* Fragmento de texto
******************************

Lo salvaje, a priori, desde la mirada humana, es eso allá afuera de uno, hasta que, de repente, no está tan fuera de uno. Y tan solo basta un de repente más para reconocerlo en uno. Lo salvaje, Burton mediante, no nos dice que también somos eso, nos subraya que —ante todo— somos eso, y también todo lo demás, que nos camufla, pero lo salvaje siempre está ahí sabiendo que de un momento a otro vamos a volver a ese estado “natural”.

La artista, que jamás se desentiende de su hábitat y hace pintura y gracia del Litoral, juega en el borde: ¿y si la naturaleza y eso que mal llamamos desastres naturales fueran la verdadera civilización? Miro la obra de Burton y reconozco una pulsión que domestico a diario (o me domestica a mí para ser parte del mundo): ¿y si la civilización no tuviera nada que ver con el orden humano, sino con el orden divino? El orden divino es desordenador por excelencia. Sí, puedo decir que el relámpago avisa que viene el trueno, la nube oscura nos advierte la tormenta. Sabemos leer esas señales, pero no podemos con otras que espejan lo mismo en nuestro lenguaje, en nuestras escenas de la vida cotidiana. Lo que nos complica aún más para comprender la otra pauta del orden divino: cuéntale a Dios tus planes y jugará a los dados con ellos. Eso es un orden pero su final es la improvisación total para nuestra posición, es el caos. En cuanto uno cree entender el lenguaje del cielo y de las señales, todo se desbarata. El desbarate nos pone salvajes. La realidad es salvaje. Cuéntale a Dios tus planes y él hará lo único que hace desde el principio: desordenar. Batir los dados, ponerlos a chocar, lanzarlos sobre la mesa, big bang y escala servida. Big bang y la obra de Mildred Burton, pero también su vida.

******************************

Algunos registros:

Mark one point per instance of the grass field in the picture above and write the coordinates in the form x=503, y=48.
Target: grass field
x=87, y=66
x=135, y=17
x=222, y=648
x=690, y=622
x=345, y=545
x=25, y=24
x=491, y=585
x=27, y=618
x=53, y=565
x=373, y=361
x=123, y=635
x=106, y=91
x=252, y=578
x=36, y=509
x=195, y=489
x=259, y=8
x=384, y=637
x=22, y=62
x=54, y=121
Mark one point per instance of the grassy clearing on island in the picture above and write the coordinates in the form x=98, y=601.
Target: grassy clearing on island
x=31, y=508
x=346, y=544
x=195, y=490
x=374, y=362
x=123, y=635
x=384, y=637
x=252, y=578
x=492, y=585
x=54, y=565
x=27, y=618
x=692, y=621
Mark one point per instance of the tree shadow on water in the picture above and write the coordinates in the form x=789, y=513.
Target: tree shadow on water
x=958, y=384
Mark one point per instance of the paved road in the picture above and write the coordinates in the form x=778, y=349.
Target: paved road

******************************

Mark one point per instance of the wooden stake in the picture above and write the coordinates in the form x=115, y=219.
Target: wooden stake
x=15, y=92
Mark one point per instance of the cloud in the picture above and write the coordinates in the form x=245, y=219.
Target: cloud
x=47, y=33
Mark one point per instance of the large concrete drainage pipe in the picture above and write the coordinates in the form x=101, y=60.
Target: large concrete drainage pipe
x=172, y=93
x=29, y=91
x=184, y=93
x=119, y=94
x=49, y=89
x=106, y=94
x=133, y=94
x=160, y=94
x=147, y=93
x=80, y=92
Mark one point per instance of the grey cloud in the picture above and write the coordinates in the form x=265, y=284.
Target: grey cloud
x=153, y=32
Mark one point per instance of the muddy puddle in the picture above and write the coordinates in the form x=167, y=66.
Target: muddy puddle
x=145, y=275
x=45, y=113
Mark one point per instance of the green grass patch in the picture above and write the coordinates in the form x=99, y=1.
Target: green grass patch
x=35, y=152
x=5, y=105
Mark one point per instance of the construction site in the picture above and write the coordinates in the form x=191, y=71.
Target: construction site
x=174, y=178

******************************

* Tareas y ejercicios
**A)** Traduce al inglés esta oración del texto sobre la obra de Mildred Burton: "En cuanto uno cree entender el lenguaje del cielo y de las señales, todo se desbarata."
**B)** Por favor, escribe lo que sigue al final del texto sobre la obra de Mildred Burton.

* Las respuestas
**A)** As soon as one thinks one understands the language of the sky and of the signs, everything falls apart.

**B)**
Como no la podían mantener domesticada, decidieron casarla con un militar. En sus palabras: “subastada y adquirida”. El casamiento y la maternidad fueron cambiando el paisaje de su obra. Aparecieron las botas, las literales, las milicas, las botas como mandato aplastando su libertad, las botas signo del machismo y la instrucción familiar. Y para más, la realidad nacional: un golpe, 30 mil compañeros detenidos desaparecidos. Presentes, ahora y siempre.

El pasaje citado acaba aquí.